-- Extracted data entries --
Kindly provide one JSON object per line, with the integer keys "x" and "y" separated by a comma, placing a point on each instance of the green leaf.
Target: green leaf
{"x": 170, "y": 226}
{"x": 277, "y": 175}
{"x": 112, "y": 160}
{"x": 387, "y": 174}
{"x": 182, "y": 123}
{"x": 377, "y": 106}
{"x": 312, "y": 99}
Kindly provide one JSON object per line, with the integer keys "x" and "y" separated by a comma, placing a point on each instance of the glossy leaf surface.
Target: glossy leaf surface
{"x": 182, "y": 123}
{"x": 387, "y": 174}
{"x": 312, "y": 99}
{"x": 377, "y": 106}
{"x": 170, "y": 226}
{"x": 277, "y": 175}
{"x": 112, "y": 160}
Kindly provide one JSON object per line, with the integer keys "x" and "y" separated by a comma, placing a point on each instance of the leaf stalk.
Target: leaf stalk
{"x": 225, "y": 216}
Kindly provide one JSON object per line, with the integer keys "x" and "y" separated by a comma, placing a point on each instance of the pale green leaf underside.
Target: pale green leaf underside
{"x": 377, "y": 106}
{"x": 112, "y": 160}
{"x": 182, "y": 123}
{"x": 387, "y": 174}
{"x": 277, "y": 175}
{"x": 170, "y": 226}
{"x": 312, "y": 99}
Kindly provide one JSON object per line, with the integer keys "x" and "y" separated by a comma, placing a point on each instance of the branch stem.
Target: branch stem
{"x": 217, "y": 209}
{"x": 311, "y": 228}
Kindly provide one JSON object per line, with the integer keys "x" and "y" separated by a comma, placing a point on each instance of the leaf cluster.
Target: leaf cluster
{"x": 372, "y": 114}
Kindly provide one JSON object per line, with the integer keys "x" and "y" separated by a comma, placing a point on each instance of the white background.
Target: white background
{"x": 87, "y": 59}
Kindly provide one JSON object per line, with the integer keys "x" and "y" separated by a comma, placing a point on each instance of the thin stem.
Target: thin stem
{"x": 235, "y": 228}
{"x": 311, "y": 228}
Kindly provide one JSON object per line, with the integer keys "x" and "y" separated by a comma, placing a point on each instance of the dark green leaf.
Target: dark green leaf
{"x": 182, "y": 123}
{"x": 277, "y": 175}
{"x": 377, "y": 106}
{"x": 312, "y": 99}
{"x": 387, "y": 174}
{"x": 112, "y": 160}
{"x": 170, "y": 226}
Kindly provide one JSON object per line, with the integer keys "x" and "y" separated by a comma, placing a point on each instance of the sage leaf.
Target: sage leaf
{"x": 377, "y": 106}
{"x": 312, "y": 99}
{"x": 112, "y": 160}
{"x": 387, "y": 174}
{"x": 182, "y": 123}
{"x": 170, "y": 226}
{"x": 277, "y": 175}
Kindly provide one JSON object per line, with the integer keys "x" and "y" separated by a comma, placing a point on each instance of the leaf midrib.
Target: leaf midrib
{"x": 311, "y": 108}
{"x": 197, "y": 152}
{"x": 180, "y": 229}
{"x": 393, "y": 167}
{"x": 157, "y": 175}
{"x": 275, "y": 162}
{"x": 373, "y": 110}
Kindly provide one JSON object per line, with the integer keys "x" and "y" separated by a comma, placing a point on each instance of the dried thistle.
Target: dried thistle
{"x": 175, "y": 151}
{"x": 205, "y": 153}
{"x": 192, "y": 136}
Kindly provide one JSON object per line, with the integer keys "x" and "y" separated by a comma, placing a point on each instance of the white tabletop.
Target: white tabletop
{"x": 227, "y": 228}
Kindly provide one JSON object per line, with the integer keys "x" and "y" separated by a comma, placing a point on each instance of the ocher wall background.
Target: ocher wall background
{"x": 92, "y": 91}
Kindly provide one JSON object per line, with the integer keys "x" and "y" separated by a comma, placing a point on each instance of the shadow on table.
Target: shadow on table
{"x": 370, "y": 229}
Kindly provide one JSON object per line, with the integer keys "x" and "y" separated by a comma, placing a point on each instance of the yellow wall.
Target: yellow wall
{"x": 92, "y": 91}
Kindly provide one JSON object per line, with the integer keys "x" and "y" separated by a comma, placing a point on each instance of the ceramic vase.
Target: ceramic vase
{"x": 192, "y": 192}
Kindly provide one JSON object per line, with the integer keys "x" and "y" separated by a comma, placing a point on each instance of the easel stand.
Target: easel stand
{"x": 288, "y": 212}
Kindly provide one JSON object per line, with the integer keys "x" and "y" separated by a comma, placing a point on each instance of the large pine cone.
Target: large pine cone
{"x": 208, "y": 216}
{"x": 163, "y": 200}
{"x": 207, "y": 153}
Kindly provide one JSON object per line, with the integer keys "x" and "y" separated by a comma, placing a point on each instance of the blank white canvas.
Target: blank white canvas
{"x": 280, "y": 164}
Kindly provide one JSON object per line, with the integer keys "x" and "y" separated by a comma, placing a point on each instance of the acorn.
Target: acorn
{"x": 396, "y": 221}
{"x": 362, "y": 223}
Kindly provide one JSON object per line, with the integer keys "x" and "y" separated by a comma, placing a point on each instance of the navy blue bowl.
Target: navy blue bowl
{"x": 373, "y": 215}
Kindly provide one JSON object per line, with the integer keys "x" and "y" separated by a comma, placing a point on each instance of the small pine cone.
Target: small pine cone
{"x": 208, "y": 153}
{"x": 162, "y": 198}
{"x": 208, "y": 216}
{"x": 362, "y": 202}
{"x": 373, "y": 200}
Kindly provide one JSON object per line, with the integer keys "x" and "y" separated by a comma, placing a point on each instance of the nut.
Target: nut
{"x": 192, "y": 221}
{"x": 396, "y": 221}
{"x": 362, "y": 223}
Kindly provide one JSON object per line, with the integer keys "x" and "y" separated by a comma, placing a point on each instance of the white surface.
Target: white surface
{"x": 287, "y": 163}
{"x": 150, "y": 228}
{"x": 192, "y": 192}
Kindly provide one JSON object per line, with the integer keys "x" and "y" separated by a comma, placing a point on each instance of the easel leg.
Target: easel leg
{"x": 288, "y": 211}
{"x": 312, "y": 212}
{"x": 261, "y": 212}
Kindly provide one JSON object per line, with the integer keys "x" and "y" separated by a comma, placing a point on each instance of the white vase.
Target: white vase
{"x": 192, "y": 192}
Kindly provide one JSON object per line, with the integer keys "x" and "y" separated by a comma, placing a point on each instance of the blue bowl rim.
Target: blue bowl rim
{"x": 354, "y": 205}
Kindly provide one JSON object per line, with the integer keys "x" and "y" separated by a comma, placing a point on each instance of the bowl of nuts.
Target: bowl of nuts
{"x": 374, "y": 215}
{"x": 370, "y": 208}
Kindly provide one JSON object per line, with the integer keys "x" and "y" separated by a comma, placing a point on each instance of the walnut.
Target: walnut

-- THE TASK --
Copy each entry exactly, with nothing added or dropped.

-- TASK RESPONSE --
Kindly provide one JSON object per line, with the integer keys "x" and "y" separated by a comma, placing a point on each instance of the green leaf.
Target: green leaf
{"x": 170, "y": 226}
{"x": 277, "y": 175}
{"x": 112, "y": 160}
{"x": 387, "y": 174}
{"x": 182, "y": 123}
{"x": 377, "y": 106}
{"x": 312, "y": 99}
Kindly provide one JSON object per line, with the integer keys "x" and "y" separated by a comma, placing a point on each instance of the glossy leaf surface.
Target: glossy leaf surface
{"x": 182, "y": 123}
{"x": 387, "y": 174}
{"x": 312, "y": 99}
{"x": 377, "y": 106}
{"x": 170, "y": 226}
{"x": 277, "y": 175}
{"x": 112, "y": 160}
Kindly provide one JSON object per line, with the integer keys "x" and "y" separated by a comma, placing a point on each instance of the leaf stalk.
Target: leaf stalk
{"x": 225, "y": 216}
Kindly provide one JSON object per line, with the integer keys "x" and "y" separated by a comma, placing a point on each instance of the pale green leaf underside.
Target: pale green leaf underside
{"x": 377, "y": 106}
{"x": 112, "y": 160}
{"x": 182, "y": 123}
{"x": 387, "y": 174}
{"x": 277, "y": 175}
{"x": 170, "y": 226}
{"x": 312, "y": 99}
Kindly provide one JSON object per line, with the integer keys "x" and "y" separated by a comma, placing a point on each instance of the branch stem.
Target: branch stem
{"x": 217, "y": 209}
{"x": 311, "y": 228}
Kindly provide one JSON object per line, with the integer keys "x" and "y" separated by a comma, placing a point on each instance of the leaf cluster.
Target: leaf cluster
{"x": 372, "y": 114}
Kindly provide one JSON object per line, with the integer keys "x" and "y" separated by a comma, placing a point on each instance of the white background.
Target: white background
{"x": 87, "y": 59}
Kindly provide one JSON object per line, with the integer keys "x" and "y" separated by a comma, placing a point on each instance of the thin stem.
Target: thin stem
{"x": 235, "y": 228}
{"x": 311, "y": 228}
Kindly provide one JSON object per line, with the integer keys "x" and "y" separated by a comma, placing a point on each instance of the dark green leaf.
Target: dark green leaf
{"x": 182, "y": 123}
{"x": 277, "y": 175}
{"x": 377, "y": 106}
{"x": 312, "y": 99}
{"x": 387, "y": 174}
{"x": 112, "y": 160}
{"x": 170, "y": 226}
Kindly provide one JSON object per line, with the integer keys "x" and "y" separated by a comma, placing a point on each instance of the sage leaf.
Target: sage leaf
{"x": 377, "y": 106}
{"x": 312, "y": 99}
{"x": 112, "y": 160}
{"x": 387, "y": 174}
{"x": 182, "y": 123}
{"x": 170, "y": 226}
{"x": 277, "y": 175}
Kindly provide one JSON object per line, with the integer keys "x" and "y" separated by a comma, placing a point on each instance of the leaf midrib.
Target: leaf midrib
{"x": 311, "y": 108}
{"x": 197, "y": 152}
{"x": 180, "y": 229}
{"x": 393, "y": 167}
{"x": 157, "y": 175}
{"x": 275, "y": 162}
{"x": 373, "y": 110}
Kindly provide one JSON object per line, with the integer keys "x" and "y" separated by a comma, placing a point on each instance of the dried thistle.
Target: dried thistle
{"x": 175, "y": 151}
{"x": 205, "y": 153}
{"x": 192, "y": 136}
Kindly provide one JSON object per line, with the integer keys "x" and "y" separated by a comma, placing a point on each instance of the white tabletop.
Target: white tabletop
{"x": 227, "y": 228}
Kindly provide one JSON object per line, with the integer keys "x" and "y" separated by a comma, placing a point on each instance of the ocher wall background.
Target: ocher wall background
{"x": 92, "y": 91}
Kindly provide one JSON object per line, with the integer keys "x" and "y" separated by a comma, placing a point on each instance of the shadow on table.
Target: shadow on table
{"x": 370, "y": 229}
Kindly provide one JSON object per line, with the integer keys "x" and "y" separated by a comma, placing a point on each instance of the yellow wall.
Target: yellow wall
{"x": 92, "y": 91}
Kindly provide one JSON object per line, with the integer keys "x" and "y" separated by a comma, placing a point on each instance of the ceramic vase.
Target: ceramic vase
{"x": 192, "y": 192}
Kindly provide one JSON object per line, with the integer keys "x" and "y" separated by a comma, placing a point on each instance of the easel stand.
Target: easel stand
{"x": 288, "y": 212}
Kindly provide one JSON object per line, with the integer keys "x" and "y" separated by a comma, placing a point on each instance of the large pine cone.
Target: large pine cone
{"x": 208, "y": 216}
{"x": 163, "y": 200}
{"x": 207, "y": 153}
Kindly provide one JSON object per line, with the integer keys "x" and "y" separated by a comma, placing a point on each instance of the blank white canvas.
Target: blank white canvas
{"x": 280, "y": 164}
Kindly provide one JSON object per line, with the integer keys "x" and "y" separated by a comma, placing a point on each instance of the acorn.
Target: acorn
{"x": 396, "y": 221}
{"x": 362, "y": 223}
Kindly provide one JSON object per line, with the integer keys "x" and "y" separated by a comma, placing a point on each instance of the navy blue bowl.
Target: navy blue bowl
{"x": 373, "y": 215}
Kindly provide one JSON object per line, with the integer keys "x" and "y" separated by a comma, placing a point on each instance of the small pine cone.
Target: small pine cone
{"x": 208, "y": 153}
{"x": 162, "y": 198}
{"x": 208, "y": 216}
{"x": 362, "y": 202}
{"x": 373, "y": 200}
Kindly provide one JSON object per line, with the integer keys "x" and "y" separated by a comma, placing a point on each instance of the nut.
Target: nut
{"x": 192, "y": 221}
{"x": 396, "y": 221}
{"x": 362, "y": 223}
Kindly provide one JSON object per line, with the integer keys "x" and "y" separated by a comma, placing a point on each instance of the white surface.
Target: white surface
{"x": 287, "y": 163}
{"x": 150, "y": 228}
{"x": 192, "y": 192}
Kindly provide one JSON object per line, with the integer keys "x" and "y" separated by a comma, placing a point on each instance of the easel leg.
Target: easel leg
{"x": 288, "y": 211}
{"x": 312, "y": 212}
{"x": 261, "y": 212}
Kindly provide one JSON object per line, with the integer keys "x" and "y" separated by a comma, placing a point on each instance of the white vase.
Target: white vase
{"x": 192, "y": 192}
Kindly provide one JSON object per line, with the integer keys "x" and "y" separated by a comma, placing a point on each instance of the blue bowl rim.
Target: blue bowl rim
{"x": 354, "y": 205}
Kindly provide one JSON object per line, with the integer keys "x" and "y" separated by a comma, placing a point on each instance of the bowl of nuts.
Target: bowl of nuts
{"x": 374, "y": 215}
{"x": 370, "y": 208}
Kindly provide one JSON object per line, with the integer keys "x" and "y" separated by a comma, placing a point on each instance of the walnut.
Target: walnut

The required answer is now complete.